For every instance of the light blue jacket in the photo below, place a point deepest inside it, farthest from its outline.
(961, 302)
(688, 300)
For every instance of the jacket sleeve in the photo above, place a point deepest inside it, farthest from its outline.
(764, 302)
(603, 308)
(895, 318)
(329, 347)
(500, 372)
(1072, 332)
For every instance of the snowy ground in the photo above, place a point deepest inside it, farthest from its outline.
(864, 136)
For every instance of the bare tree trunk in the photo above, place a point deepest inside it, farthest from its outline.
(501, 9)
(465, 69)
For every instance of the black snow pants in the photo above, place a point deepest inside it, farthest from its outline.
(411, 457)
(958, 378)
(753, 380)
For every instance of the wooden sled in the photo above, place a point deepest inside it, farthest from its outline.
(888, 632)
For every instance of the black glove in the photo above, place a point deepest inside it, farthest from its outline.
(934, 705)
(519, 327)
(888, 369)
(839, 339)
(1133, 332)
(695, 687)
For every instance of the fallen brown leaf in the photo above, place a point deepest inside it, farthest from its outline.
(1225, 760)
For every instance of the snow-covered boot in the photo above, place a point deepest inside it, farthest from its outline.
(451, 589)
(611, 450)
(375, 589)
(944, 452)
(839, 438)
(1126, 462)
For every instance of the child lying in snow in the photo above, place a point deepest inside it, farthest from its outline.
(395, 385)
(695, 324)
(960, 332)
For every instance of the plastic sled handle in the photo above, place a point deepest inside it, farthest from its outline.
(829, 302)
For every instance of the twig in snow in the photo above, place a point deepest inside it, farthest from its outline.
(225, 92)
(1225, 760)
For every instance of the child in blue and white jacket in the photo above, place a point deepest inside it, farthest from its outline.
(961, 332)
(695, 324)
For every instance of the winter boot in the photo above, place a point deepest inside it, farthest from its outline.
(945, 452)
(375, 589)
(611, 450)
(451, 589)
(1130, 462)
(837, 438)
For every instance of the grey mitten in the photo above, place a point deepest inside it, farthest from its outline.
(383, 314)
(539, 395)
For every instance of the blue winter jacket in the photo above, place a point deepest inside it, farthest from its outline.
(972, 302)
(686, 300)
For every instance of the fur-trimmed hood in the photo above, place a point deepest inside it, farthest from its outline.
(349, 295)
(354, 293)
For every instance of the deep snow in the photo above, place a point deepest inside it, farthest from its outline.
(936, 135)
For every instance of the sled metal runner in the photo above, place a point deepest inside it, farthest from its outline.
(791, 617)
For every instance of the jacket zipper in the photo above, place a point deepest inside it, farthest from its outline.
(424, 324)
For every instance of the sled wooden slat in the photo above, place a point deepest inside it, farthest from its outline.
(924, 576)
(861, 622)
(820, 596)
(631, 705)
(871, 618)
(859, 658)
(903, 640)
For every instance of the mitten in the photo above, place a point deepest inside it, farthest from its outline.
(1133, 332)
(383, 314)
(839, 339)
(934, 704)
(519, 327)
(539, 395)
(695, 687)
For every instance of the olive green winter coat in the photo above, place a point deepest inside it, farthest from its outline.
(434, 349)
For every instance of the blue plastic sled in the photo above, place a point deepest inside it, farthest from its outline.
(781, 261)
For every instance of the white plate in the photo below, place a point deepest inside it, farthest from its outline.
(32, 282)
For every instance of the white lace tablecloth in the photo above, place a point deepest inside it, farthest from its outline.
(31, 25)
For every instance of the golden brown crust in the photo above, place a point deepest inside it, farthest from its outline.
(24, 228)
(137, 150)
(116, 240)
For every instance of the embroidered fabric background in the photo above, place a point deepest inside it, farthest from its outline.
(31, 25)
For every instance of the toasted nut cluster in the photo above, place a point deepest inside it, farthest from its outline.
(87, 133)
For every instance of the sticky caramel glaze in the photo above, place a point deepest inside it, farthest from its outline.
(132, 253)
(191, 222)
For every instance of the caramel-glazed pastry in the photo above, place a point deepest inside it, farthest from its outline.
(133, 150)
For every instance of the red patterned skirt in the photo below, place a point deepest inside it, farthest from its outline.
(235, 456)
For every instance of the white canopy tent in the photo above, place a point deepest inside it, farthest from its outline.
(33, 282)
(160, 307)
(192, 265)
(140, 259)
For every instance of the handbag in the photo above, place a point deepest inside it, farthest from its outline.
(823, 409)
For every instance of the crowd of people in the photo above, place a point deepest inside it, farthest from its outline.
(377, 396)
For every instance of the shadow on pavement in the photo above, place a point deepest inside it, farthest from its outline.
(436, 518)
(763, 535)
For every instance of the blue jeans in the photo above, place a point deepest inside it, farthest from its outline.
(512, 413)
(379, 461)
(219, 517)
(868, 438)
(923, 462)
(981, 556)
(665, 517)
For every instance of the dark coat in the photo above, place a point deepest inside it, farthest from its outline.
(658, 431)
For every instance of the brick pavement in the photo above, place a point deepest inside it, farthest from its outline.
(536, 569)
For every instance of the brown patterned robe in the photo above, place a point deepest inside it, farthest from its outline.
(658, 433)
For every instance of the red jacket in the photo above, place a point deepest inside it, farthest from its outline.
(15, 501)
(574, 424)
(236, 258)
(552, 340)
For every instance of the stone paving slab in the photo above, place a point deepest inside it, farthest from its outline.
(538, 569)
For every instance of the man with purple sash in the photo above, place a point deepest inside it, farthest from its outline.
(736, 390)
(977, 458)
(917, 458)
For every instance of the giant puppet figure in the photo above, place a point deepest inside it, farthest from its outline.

------------------------------------------------------------------------

◆ Task description ◆
Copy the data from the line containing "For every instance of the fallen" up to and including the line containing "(1126, 462)", substituting "dry leaf" for "brown leaf" and leaving everything else unchanged.

◆ Response ◆
For every instance of the fallen dry leaf in the photo above, place a point deepest inside it, farthest from its outline.
(1225, 760)
For every instance of the snow-covered boot in the photo above, place a point deepest inside it, farthest from its outline.
(451, 589)
(611, 450)
(375, 589)
(944, 452)
(839, 438)
(1126, 462)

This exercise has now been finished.